======== Dataset content ========

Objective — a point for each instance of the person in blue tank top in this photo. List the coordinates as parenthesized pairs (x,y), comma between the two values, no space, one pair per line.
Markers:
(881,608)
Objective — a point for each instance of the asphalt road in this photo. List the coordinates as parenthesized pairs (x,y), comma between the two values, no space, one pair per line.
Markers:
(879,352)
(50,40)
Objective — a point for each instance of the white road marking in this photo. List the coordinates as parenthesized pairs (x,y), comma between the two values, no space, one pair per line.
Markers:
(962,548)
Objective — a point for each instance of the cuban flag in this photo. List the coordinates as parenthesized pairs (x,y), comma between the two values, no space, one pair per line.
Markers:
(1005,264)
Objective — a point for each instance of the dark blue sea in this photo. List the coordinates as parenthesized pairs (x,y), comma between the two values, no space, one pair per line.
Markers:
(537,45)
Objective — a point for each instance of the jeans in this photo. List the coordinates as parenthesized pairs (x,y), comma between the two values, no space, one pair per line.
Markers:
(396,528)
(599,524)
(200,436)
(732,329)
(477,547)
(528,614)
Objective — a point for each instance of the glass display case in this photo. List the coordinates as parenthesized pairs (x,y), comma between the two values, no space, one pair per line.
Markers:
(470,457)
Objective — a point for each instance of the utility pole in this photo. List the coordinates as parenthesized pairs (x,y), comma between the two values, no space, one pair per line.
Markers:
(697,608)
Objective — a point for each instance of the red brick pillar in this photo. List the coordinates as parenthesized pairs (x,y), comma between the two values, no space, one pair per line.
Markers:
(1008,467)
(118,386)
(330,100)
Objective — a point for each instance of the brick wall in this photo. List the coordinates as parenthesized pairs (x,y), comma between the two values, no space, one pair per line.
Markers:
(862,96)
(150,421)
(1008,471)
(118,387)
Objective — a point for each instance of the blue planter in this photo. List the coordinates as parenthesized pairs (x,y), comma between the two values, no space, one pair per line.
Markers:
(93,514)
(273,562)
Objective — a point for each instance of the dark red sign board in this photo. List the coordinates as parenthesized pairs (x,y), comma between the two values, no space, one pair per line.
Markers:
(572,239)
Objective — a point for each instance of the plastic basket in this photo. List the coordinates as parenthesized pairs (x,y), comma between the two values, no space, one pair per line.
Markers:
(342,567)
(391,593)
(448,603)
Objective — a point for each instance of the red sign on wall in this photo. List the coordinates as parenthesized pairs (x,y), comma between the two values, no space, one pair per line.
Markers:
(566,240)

========

Given instruction: Copy all of the entries above word for word, leaving every line unchanged.

Answer to the problem:
Objective — a point for each instance of the person in blue tank top in this photo. List the coordinates as parenthesized pairs (x,y), comma between the two values, no space, one pair per line.
Markers:
(881,608)
Objective — a point for each instance of the asphalt road in this photo. List the coordinates as parenthesized pairs (x,y), comma between the two values, no space, one pair per line.
Markers:
(879,352)
(50,40)
Objective — a point for each instance of the white road marking in this photo. List the coordinates as parenthesized pairs (x,y), comma between the two values, no space, one pair per line.
Markers:
(962,548)
Objective — a point for each instance of the cuban flag in this photo. List the coordinates as parenthesized pairs (x,y), comma between the two values, no space, one pair per line.
Markers:
(1005,264)
Objective — a point for each instance of the dark blue sea in this photo. List the coordinates as parenthesized pairs (x,y), comma between the two values, no space, one pair per line.
Markers:
(537,45)
Objective — a point for each instance of the jeans in this photo. List the coordinates as parenthesized pairs (x,y), comma between the two values, no space, one pair per line.
Markers:
(396,528)
(599,524)
(200,436)
(732,329)
(477,547)
(528,614)
Objective — a point for each instance of the glass display case in this photo. List the coordinates as parenthesized pairs (x,y), comma between the two values, no space, one pair per line.
Markers:
(470,457)
Objective — a point for each instance of the utility pole in this photo. List the coordinates as parenthesized pairs (x,y), comma between the two values, no space, one pair per line.
Markers:
(697,608)
Objective — a point for each instance of the red brick pillar in this photo. List the coordinates as parenthesized pairs (x,y), comma between the two values, no space, one pair per line.
Markers:
(1008,467)
(118,386)
(330,100)
Objective — a point for each instance of the brick wall in this photo. List the coordinates as parenthesized pairs (x,y), comma between the two values, no space, one pair per line.
Markers:
(862,96)
(150,421)
(1008,471)
(118,387)
Objective — a point for each instance of the blue planter in this photo. List the coordinates as parenthesized pairs (x,y), comma between the two values, no space, one pair per line.
Markers:
(93,514)
(273,562)
Objective — a point for each instance of the dark red sign board in this photo. List the coordinates as parenthesized pairs (x,y), comma between the two values, no space, one pair per line.
Markers:
(572,239)
Objective — a point for each instance of the plastic basket in this photo. List the coordinates as parenthesized pairs (x,y), comma between the two values, no space, one pair per line.
Markers:
(342,567)
(391,593)
(448,603)
Objective — a point for each instance of the red sign on wall in this photo. List the coordinates as parenthesized pairs (x,y), comma between the two values, no space, one pair per line.
Markers:
(566,240)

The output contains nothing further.